Tarefa proposta => Transcreva do texto sobre a regra per se no direito antitruste brasileiro o trecho entre "Desde o surgimento" e "pelo tribunal administrativo.", incluindo as duas passagens.

Regra “PER SE” no direito antitruste brasileiro: um grande erro

Eduardo Molan Gaban

Desde o surgimento do sistema brasileiro de defesa da concorrência, é possível observar uma forte influência dos conceitos norte-americanos na sua estruturação. Por exemplo: para a avaliação da ocorrência de um ilícito antitruste no Brasil, sistematizaram-se duas metodologias “importadas” do direito norte-americano para a análise de casos concretos: a regra da razão e a regra “per se”. A diferença entre essas duas regras reside na quantidade de informação necessária antes da tomada de uma decisão pelo tribunal administrativo.

A partir da aplicação do padrão analítico “per se”, a conduta é considerada ilícita independentemente do contexto em que foi praticada, sendo desnecessária a análise de estrutura de mercado e de poder econômico do agente. Referida regra determina que, uma vez configuradas certas práticas, o ato poderá ser julgado como ilegal sem qualquer necessidade de aprofundamento das investigações[i].

Extratos de conjunto de dados rotulados com caixas =>
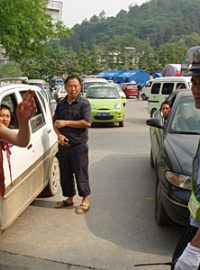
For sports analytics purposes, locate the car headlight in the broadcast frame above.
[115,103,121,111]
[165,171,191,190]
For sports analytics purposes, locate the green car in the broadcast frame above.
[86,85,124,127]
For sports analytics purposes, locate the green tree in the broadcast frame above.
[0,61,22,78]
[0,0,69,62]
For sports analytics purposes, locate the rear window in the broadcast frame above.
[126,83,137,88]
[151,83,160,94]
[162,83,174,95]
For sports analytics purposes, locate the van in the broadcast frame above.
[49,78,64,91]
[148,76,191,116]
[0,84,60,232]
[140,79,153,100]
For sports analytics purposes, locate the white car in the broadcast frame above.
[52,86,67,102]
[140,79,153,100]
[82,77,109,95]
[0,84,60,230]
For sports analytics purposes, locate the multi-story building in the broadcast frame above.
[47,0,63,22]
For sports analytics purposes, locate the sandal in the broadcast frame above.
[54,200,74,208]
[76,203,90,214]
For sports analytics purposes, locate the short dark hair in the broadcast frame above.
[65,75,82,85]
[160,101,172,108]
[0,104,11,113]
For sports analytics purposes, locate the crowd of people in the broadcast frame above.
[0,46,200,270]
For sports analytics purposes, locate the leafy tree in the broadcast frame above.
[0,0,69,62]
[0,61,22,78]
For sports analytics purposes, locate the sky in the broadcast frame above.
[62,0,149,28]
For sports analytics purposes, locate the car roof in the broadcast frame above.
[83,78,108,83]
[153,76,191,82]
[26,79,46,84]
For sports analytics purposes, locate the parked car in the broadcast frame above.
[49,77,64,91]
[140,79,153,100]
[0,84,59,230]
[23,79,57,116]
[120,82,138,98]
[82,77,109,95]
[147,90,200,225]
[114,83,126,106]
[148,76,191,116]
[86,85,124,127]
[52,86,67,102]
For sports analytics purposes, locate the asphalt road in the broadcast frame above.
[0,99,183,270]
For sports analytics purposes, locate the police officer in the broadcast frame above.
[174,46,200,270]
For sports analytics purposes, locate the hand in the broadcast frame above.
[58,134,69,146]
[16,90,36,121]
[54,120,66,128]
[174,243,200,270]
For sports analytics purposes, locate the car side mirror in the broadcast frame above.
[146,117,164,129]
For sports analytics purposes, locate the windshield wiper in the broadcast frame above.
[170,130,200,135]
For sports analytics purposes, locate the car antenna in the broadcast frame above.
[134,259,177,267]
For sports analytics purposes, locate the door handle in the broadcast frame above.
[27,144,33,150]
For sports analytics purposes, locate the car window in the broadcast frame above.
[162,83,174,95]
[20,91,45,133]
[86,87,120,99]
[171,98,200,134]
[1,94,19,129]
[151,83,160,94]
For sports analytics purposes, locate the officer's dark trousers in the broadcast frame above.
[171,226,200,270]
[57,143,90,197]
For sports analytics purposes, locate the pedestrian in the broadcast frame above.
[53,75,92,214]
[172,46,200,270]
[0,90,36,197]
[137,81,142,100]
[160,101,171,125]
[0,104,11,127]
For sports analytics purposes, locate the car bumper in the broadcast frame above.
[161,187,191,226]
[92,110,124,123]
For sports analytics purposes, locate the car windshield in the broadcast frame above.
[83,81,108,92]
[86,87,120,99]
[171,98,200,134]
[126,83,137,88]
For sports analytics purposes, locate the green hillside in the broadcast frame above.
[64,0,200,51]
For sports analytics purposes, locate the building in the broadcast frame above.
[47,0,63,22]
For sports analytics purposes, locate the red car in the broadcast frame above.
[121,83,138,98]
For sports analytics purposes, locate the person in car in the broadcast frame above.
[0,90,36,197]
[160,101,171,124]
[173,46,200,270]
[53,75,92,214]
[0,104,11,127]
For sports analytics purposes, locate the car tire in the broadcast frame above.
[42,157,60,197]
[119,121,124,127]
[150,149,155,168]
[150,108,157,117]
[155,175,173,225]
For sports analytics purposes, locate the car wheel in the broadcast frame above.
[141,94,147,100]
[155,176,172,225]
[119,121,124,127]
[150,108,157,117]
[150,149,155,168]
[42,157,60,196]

---

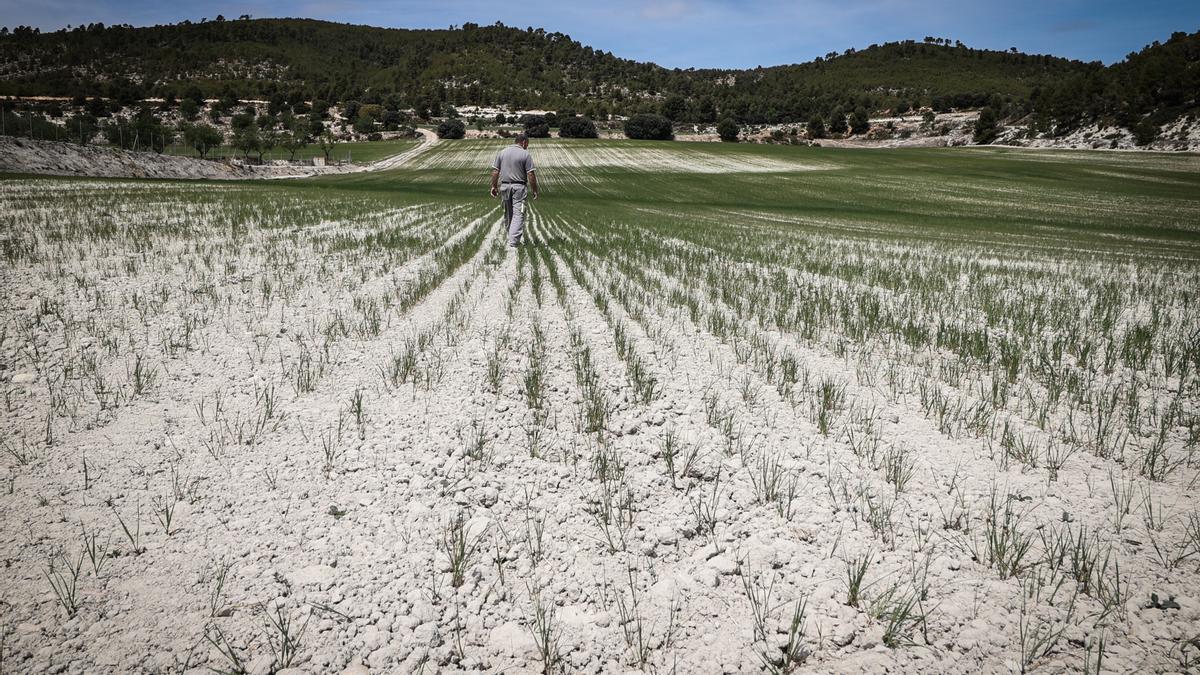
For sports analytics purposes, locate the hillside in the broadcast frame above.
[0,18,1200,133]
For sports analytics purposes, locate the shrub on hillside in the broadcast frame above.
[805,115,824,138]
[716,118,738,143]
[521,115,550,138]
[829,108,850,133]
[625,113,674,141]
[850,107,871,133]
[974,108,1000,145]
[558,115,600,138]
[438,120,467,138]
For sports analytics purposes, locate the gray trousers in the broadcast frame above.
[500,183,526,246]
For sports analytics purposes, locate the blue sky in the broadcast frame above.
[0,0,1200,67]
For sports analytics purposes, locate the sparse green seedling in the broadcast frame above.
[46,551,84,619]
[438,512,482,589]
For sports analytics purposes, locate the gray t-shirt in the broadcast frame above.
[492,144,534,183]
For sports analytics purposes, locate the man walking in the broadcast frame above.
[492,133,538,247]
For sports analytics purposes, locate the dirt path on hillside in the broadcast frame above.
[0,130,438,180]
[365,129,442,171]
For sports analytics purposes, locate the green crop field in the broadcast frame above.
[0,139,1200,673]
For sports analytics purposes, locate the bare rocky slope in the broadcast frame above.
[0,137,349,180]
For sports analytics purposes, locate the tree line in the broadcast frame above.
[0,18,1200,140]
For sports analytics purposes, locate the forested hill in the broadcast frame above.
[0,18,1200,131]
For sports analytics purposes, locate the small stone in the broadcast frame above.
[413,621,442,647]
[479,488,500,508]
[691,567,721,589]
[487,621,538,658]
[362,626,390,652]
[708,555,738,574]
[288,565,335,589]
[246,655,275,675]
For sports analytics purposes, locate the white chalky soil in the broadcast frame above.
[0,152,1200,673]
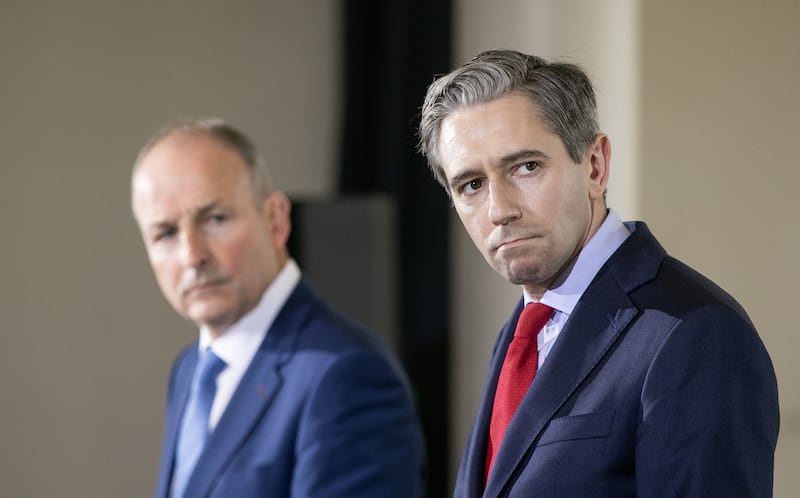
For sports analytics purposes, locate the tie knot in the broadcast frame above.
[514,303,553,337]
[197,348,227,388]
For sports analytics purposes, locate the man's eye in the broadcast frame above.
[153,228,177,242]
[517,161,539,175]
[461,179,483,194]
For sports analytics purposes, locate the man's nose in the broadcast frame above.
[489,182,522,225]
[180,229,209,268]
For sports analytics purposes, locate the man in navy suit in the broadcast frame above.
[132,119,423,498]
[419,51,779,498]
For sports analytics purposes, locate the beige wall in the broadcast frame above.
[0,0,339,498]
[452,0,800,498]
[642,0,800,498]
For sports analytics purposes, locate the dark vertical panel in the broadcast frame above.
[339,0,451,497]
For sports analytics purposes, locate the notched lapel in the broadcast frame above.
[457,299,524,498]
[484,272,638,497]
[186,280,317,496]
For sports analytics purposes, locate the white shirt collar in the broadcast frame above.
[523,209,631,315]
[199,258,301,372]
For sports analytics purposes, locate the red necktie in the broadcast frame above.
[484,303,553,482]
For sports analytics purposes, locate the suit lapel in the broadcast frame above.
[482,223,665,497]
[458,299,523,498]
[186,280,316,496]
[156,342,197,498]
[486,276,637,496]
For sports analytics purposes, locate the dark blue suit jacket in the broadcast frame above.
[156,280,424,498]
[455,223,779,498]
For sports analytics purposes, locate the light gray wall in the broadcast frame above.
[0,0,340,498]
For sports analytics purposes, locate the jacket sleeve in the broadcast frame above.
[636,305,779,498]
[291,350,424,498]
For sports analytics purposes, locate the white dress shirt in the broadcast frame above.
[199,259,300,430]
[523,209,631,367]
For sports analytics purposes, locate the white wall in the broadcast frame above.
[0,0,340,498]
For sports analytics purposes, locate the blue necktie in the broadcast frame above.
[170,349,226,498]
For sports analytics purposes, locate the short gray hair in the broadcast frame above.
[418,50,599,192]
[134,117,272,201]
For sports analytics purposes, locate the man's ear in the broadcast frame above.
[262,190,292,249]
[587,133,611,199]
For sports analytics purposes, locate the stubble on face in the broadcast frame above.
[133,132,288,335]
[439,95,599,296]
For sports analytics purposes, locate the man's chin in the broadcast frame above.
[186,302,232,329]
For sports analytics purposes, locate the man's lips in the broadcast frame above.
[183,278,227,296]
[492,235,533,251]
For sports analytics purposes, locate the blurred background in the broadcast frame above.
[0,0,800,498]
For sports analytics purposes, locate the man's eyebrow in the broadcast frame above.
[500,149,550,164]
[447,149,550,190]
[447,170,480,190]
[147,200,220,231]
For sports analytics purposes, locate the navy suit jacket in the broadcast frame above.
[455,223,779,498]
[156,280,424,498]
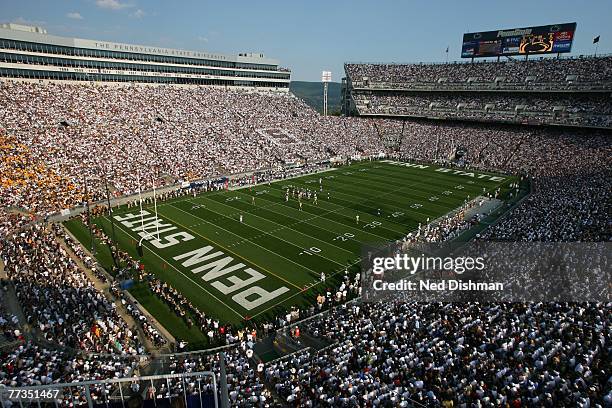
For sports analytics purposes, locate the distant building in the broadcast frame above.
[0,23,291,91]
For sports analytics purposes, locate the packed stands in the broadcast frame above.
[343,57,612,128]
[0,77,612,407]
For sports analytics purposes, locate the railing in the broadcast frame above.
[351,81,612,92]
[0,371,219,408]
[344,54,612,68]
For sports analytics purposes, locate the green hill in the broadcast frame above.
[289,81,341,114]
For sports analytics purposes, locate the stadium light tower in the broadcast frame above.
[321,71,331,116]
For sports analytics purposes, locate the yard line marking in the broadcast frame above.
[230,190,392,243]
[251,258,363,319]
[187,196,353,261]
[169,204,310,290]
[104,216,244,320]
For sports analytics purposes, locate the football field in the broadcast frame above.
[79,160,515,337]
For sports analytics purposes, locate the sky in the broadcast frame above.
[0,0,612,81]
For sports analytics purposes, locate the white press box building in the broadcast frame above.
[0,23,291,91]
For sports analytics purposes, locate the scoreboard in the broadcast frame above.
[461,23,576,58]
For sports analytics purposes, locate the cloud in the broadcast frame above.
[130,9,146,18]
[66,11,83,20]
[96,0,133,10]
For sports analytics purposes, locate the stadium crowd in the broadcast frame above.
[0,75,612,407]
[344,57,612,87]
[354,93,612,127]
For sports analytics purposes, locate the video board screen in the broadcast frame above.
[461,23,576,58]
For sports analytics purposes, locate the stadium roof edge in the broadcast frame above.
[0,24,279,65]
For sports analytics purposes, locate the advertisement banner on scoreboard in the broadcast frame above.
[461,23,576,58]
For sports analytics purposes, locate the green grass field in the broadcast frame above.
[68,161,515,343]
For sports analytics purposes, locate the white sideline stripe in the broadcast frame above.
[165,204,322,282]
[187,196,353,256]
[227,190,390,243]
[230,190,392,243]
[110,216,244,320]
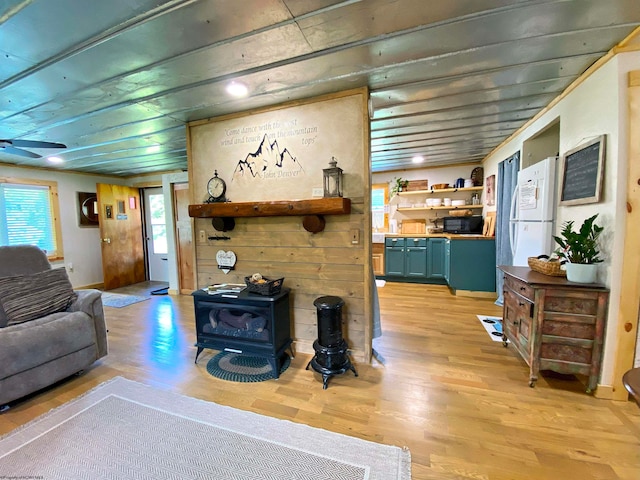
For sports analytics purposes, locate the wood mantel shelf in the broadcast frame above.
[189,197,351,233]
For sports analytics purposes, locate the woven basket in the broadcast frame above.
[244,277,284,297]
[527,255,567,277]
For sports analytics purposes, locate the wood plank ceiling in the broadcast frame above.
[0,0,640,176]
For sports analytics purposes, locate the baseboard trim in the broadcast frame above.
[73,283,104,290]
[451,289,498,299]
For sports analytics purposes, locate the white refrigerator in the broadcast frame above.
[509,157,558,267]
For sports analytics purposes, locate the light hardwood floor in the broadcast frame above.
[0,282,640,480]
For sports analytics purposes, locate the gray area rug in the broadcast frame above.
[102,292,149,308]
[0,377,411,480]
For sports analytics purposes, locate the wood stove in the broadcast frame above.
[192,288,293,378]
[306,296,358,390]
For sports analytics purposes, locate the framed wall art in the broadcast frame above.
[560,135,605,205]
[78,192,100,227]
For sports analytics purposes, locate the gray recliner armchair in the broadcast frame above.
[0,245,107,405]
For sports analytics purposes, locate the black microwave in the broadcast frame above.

Solução =>
Desde o surgimento do sistema brasileiro de defesa da concorrência, é possível observar uma forte influência dos conceitos norte-americanos na sua estruturação. Por exemplo: para a avaliação da ocorrência de um ilícito antitruste no Brasil, sistematizaram-se duas metodologias “importadas” do direito norte-americano para a análise de casos concretos: a regra da razão e a regra “per se”. A diferença entre essas duas regras reside na quantidade de informação necessária antes da tomada de uma decisão pelo tribunal administrativo.